• ACTION ITEM
Would you please give every entry again exactly, without the pictures?

• INFORMATION SUPPLIED
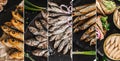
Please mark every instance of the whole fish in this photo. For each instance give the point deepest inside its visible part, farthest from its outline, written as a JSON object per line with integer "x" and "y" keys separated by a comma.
{"x": 13, "y": 33}
{"x": 91, "y": 7}
{"x": 86, "y": 16}
{"x": 17, "y": 16}
{"x": 32, "y": 42}
{"x": 39, "y": 52}
{"x": 43, "y": 45}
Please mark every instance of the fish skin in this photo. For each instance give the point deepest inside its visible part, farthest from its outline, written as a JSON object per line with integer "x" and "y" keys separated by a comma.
{"x": 83, "y": 17}
{"x": 32, "y": 42}
{"x": 35, "y": 31}
{"x": 39, "y": 52}
{"x": 17, "y": 24}
{"x": 13, "y": 33}
{"x": 60, "y": 30}
{"x": 17, "y": 55}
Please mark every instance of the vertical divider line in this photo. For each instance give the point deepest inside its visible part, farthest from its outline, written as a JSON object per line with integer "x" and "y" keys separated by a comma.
{"x": 96, "y": 34}
{"x": 47, "y": 33}
{"x": 72, "y": 31}
{"x": 24, "y": 29}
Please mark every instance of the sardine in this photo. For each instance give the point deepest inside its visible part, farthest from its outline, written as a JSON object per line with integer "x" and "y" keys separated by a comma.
{"x": 86, "y": 25}
{"x": 17, "y": 24}
{"x": 41, "y": 38}
{"x": 32, "y": 42}
{"x": 61, "y": 30}
{"x": 61, "y": 18}
{"x": 35, "y": 31}
{"x": 62, "y": 21}
{"x": 17, "y": 55}
{"x": 56, "y": 9}
{"x": 13, "y": 43}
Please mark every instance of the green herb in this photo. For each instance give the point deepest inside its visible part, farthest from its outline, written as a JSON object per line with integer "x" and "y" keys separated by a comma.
{"x": 28, "y": 56}
{"x": 109, "y": 4}
{"x": 86, "y": 53}
{"x": 104, "y": 22}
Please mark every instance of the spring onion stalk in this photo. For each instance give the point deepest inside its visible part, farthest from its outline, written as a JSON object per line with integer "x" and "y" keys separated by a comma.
{"x": 32, "y": 9}
{"x": 28, "y": 56}
{"x": 86, "y": 53}
{"x": 35, "y": 6}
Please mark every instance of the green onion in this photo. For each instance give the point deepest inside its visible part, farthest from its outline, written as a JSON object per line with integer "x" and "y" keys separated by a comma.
{"x": 28, "y": 56}
{"x": 86, "y": 53}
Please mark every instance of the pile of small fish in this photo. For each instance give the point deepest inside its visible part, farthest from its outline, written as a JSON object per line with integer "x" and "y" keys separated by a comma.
{"x": 60, "y": 29}
{"x": 13, "y": 34}
{"x": 39, "y": 39}
{"x": 112, "y": 46}
{"x": 85, "y": 19}
{"x": 2, "y": 3}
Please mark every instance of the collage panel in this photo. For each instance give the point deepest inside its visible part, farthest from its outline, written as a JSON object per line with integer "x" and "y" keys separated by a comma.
{"x": 60, "y": 30}
{"x": 108, "y": 47}
{"x": 36, "y": 39}
{"x": 11, "y": 30}
{"x": 84, "y": 33}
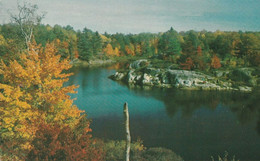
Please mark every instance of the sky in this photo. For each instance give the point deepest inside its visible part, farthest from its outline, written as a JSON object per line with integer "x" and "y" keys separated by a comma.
{"x": 136, "y": 16}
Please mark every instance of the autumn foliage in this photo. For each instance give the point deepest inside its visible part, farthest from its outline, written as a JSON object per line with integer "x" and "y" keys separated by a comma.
{"x": 33, "y": 98}
{"x": 54, "y": 142}
{"x": 215, "y": 62}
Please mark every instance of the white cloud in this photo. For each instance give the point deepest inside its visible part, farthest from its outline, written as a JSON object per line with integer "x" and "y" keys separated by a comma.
{"x": 141, "y": 15}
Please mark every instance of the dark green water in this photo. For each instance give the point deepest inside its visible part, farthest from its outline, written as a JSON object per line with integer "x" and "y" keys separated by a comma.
{"x": 194, "y": 124}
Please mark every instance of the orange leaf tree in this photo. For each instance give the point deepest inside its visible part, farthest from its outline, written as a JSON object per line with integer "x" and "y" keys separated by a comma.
{"x": 32, "y": 91}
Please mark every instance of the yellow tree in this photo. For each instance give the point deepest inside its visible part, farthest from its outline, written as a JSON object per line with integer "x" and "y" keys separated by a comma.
{"x": 32, "y": 92}
{"x": 109, "y": 50}
{"x": 215, "y": 62}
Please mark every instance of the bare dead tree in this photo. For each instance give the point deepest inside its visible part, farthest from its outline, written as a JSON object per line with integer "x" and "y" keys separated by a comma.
{"x": 127, "y": 128}
{"x": 27, "y": 18}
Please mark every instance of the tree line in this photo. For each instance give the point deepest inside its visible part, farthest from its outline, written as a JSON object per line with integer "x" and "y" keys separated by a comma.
{"x": 190, "y": 49}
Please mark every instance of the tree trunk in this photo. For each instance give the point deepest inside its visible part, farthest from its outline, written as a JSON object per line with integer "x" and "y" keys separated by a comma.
{"x": 128, "y": 137}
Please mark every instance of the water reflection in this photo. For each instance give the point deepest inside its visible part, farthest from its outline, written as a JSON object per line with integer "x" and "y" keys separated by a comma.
{"x": 244, "y": 105}
{"x": 194, "y": 124}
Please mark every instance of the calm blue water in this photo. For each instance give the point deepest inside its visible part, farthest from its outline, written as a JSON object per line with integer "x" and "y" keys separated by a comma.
{"x": 194, "y": 124}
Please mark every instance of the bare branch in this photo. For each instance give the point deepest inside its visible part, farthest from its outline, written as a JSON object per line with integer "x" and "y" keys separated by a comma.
{"x": 27, "y": 18}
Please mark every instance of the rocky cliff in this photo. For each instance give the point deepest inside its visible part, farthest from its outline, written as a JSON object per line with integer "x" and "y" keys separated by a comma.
{"x": 141, "y": 73}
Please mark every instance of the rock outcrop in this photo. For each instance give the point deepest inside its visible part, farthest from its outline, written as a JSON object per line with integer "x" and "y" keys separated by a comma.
{"x": 140, "y": 73}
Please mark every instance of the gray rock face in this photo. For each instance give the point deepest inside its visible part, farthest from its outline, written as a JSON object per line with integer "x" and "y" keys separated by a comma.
{"x": 184, "y": 79}
{"x": 138, "y": 64}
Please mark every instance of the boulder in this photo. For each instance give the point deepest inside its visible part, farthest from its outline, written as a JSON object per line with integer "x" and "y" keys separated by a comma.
{"x": 139, "y": 64}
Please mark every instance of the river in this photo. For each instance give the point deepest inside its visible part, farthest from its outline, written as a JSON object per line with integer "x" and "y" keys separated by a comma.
{"x": 194, "y": 124}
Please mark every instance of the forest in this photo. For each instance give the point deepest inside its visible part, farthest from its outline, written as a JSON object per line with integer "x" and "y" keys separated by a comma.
{"x": 38, "y": 120}
{"x": 189, "y": 50}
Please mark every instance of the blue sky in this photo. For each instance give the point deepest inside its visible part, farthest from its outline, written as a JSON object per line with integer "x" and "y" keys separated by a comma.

• EXPECTED ANSWER
Please mark every instance of the whole fish in this photo. For each instance give the point deepest inside its visible part, farthest from its outline, written as a JSON object per line with integer "x" and "y" keys separated by a comma.
{"x": 13, "y": 33}
{"x": 91, "y": 7}
{"x": 86, "y": 16}
{"x": 17, "y": 16}
{"x": 32, "y": 42}
{"x": 39, "y": 52}
{"x": 43, "y": 45}
Please mark every instance of the fish skin in this photo. For each instance give the point deepest inside its visible part, farthest from its outline, written as a JSON object per line with integer "x" and "y" keys separated by a comma.
{"x": 83, "y": 17}
{"x": 32, "y": 42}
{"x": 35, "y": 31}
{"x": 39, "y": 52}
{"x": 17, "y": 24}
{"x": 13, "y": 33}
{"x": 60, "y": 30}
{"x": 17, "y": 55}
Please mark every instance of the vertical divider line in this photo. For each instance give the point deepest inside its visible part, farthest from its outline, written as a JSON object per line with integer "x" and "y" keys separated by a comma.
{"x": 96, "y": 34}
{"x": 47, "y": 33}
{"x": 72, "y": 31}
{"x": 24, "y": 29}
Please mark every instance of the sardine in this photo. For each instance give the point deepest inside its visible part, farthest from its outline, written as a JSON object per line with integer "x" and "y" keys separated by a comma.
{"x": 86, "y": 25}
{"x": 17, "y": 24}
{"x": 41, "y": 38}
{"x": 32, "y": 42}
{"x": 61, "y": 30}
{"x": 61, "y": 18}
{"x": 35, "y": 31}
{"x": 62, "y": 21}
{"x": 17, "y": 55}
{"x": 56, "y": 9}
{"x": 13, "y": 43}
Please mark every instance of the green herb in this photo. For each instance give the point deepest inside its visible part, farthest from its outline, written as a JSON object per line with integer "x" and "y" keys separated by a comma.
{"x": 28, "y": 56}
{"x": 109, "y": 4}
{"x": 86, "y": 53}
{"x": 104, "y": 22}
Please mark every instance of the spring onion stalk in this photo. For each instance give the point deepest inside its visible part, farthest from its outline, written as a JSON object per line with integer "x" and "y" keys separated by a comma.
{"x": 32, "y": 9}
{"x": 28, "y": 56}
{"x": 86, "y": 53}
{"x": 35, "y": 6}
Please mark every instance of the green onion in this photo. For each instance give the point deepest inside its visible part, farthest from its outline, written as a JSON object per line with integer "x" and "y" keys separated by a comma.
{"x": 28, "y": 56}
{"x": 86, "y": 53}
Please mark every instance of the pile of small fish in this photo. For each instance give the point deepest inside its visible part, farthest from its outline, written as a JSON object per line with integer "x" and "y" keys separated by a comma.
{"x": 60, "y": 29}
{"x": 13, "y": 34}
{"x": 39, "y": 39}
{"x": 112, "y": 46}
{"x": 85, "y": 19}
{"x": 2, "y": 3}
Please mark every instance of the collage panel in this photo. For each instance give the point deepest inside its visible part, farthest from its outline, written as a JSON object per line with integer "x" and "y" keys separated by a comma.
{"x": 60, "y": 30}
{"x": 108, "y": 47}
{"x": 36, "y": 39}
{"x": 11, "y": 30}
{"x": 84, "y": 33}
Please mark every instance of the sky in this photo. For each instance give the point deepest inside its visible part, farthest from its outline, written as a JSON object per line with integer "x" and "y" keys separated by a comma.
{"x": 136, "y": 16}
Please mark every instance of the autumn foliage in this photo. For each instance give the point deepest inside its visible part, farthest from its outline, written as a JSON object per line with integer "x" and "y" keys separated by a comma.
{"x": 33, "y": 98}
{"x": 54, "y": 142}
{"x": 215, "y": 62}
Please mark every instance of the white cloud in this photo. For each instance give the point deepest inside its visible part, farthest from its outline, written as a JSON object per line with integer "x" and "y" keys separated by a comma.
{"x": 141, "y": 15}
Please mark every instance of the dark green water in this photo. For each instance give the point deepest inside its visible part, farthest from its outline, written as a JSON object per line with integer "x" and "y" keys separated by a comma.
{"x": 194, "y": 124}
Please mark every instance of the orange leaf tree in this photo. For each instance give the point deepest inside its visible part, farthest from its outline, written as a JSON object per line with integer "x" and "y" keys separated by a comma.
{"x": 32, "y": 91}
Please mark every instance of the yellow tree in this photo. For each instance give the point deepest inside its visible part, farthest from its outline, written as a JSON object per line with integer "x" and "y" keys separated by a comma.
{"x": 32, "y": 92}
{"x": 109, "y": 50}
{"x": 215, "y": 62}
Please mark every instance of the bare dead tree in this photo. For each instance give the point deepest inside its visible part, farthest from its outline, written as a JSON object per line with integer "x" and "y" keys separated by a comma.
{"x": 127, "y": 128}
{"x": 27, "y": 18}
Please mark every instance of the tree line in this photo. For each instance give the point deepest inside its visible part, farthest from its outline, written as a JSON object per line with integer "x" and "y" keys separated by a comma.
{"x": 190, "y": 49}
Please mark every instance of the tree trunk in this photo. For each instance give the point deepest inside its visible part, farthest from its outline, written as a JSON object per line with integer "x" and "y" keys separated by a comma.
{"x": 128, "y": 137}
Please mark every instance of the water reflection in this photo. For each instance give the point deepest inside its visible part, farthest from its outline, written as a JSON object per line with integer "x" and "y" keys separated by a comma.
{"x": 244, "y": 105}
{"x": 194, "y": 124}
Please mark every instance of the calm blue water in this photo. For each instance give the point deepest inside its visible part, farthest from its outline, written as a JSON object per line with integer "x" and "y" keys separated by a comma.
{"x": 194, "y": 124}
Please mark every instance of the bare branch in this photo. For each instance give the point deepest inside its visible part, farthest from its outline, written as a JSON object per line with integer "x" and "y" keys separated by a comma.
{"x": 27, "y": 18}
Please mark every instance of the rocky cliff in this photo. For each instance give the point deepest inside its visible part, farthest from its outline, written as a JSON object per line with integer "x" and "y" keys separated by a comma.
{"x": 141, "y": 73}
Please mark every instance of the rock outcrop in this photo. For each instance give the point deepest inside its visible part, farthest from its outline, written as a JSON object per line with integer "x" and "y" keys separated by a comma.
{"x": 140, "y": 73}
Please mark every instance of the gray rock face in this photo. For each instance give the point deepest inside its visible part, farthest from its outline, written as a JSON object per line with integer "x" and "y" keys separated by a comma.
{"x": 184, "y": 79}
{"x": 138, "y": 64}
Please mark every instance of the boulder in this photo. For each instance give the point deepest inside its visible part, farthest from its outline, written as a JSON object per line with integer "x" and "y" keys separated by a comma.
{"x": 139, "y": 64}
Please mark every instance of the river in this photo. For each instance give the point deepest inside its visible part, farthest from its outline, written as a JSON object per line with integer "x" and "y" keys separated by a comma.
{"x": 194, "y": 124}
Please mark every instance of the forest in this photo. For each instance give the point deepest inside its visible part, farthest from its outline, written as a JSON object per line with integer "x" and "y" keys separated by a comma.
{"x": 38, "y": 120}
{"x": 189, "y": 50}
Please mark every instance of the blue sky in this photo. For each instance give the point deepest inside its visible part, farthest from its outline, written as a JSON object per line with integer "x" and "y" keys separated by a comma.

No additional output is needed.